### EXERCISE MATERIALS

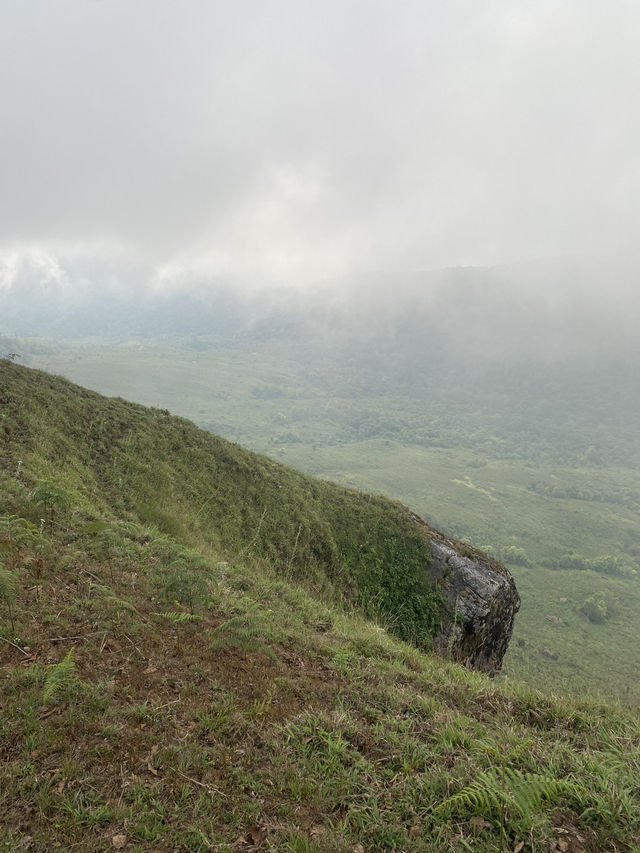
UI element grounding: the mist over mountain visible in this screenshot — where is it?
[5,250,640,466]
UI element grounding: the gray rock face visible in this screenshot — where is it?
[429,531,520,673]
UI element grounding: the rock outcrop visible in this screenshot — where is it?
[423,522,520,673]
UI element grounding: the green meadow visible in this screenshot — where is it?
[26,339,640,704]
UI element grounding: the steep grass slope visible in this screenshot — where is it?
[0,363,640,853]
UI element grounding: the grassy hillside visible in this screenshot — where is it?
[0,362,640,853]
[25,335,640,704]
[0,360,444,647]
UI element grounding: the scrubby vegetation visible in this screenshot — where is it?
[0,364,640,853]
[25,334,640,704]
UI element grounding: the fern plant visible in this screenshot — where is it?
[0,567,18,634]
[433,768,581,829]
[210,604,278,661]
[42,649,76,705]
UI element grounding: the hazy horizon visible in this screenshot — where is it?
[0,0,640,285]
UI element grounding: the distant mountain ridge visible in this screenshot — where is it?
[0,359,519,671]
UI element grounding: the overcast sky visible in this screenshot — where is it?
[0,0,640,281]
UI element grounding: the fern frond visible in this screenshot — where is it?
[0,568,18,605]
[209,605,278,661]
[89,581,138,613]
[42,649,76,705]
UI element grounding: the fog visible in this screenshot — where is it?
[0,0,640,286]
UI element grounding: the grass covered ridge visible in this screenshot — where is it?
[0,364,640,853]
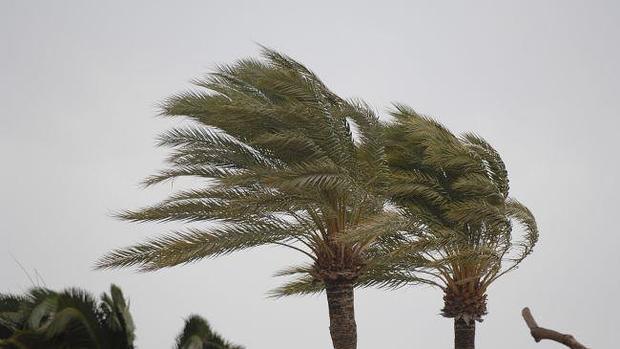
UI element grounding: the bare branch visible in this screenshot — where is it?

### TASK REQUIREMENTS
Could you render the items, starting with the line that contains "UI element grounding: the steep" and going on through the end of the items, as a JSON list of strings with one string per line, skipping blank lines and leaving out the pictures?

### THE COMPLETED TASK
[
  "UI element grounding: the steep grass slope visible in this screenshot — where is it?",
  "[0,363,640,853]",
  "UI element grounding: the grassy hillside visible in this screenshot — where is it?",
  "[0,362,640,853]",
  "[25,335,640,704]",
  "[0,360,444,647]",
  "UI element grounding: the scrubby vegetation visible in this screenshot — where is it?",
  "[0,364,640,853]",
  "[25,334,640,704]",
  "UI element grounding: the fern plant visible in this screenshot — where is it?",
  "[0,567,18,634]",
  "[433,768,581,829]",
  "[210,604,278,661]",
  "[42,649,76,705]",
  "UI element grounding: the hazy horizon visible in this screenshot — where is it?",
  "[0,0,640,285]",
  "UI element grounding: the distant mountain ridge visible in this screenshot — where is it?",
  "[0,359,519,671]",
  "UI element grounding: the overcast sky visible in this screenshot — where is it?",
  "[0,0,640,281]",
  "UI element grounding: the fern frond visible in this screenshot — where is it?",
  "[0,568,18,605]",
  "[209,605,278,661]",
  "[89,581,138,613]",
  "[42,649,76,705]",
  "UI element grounding: the fog visible in this screenshot — where is it?",
  "[0,0,640,286]",
  "UI element grounding: the grass covered ridge visible in this screenshot — where is it?",
  "[0,364,640,853]",
  "UI element grounding: the bare branch visible in this screenshot — where is it?"
]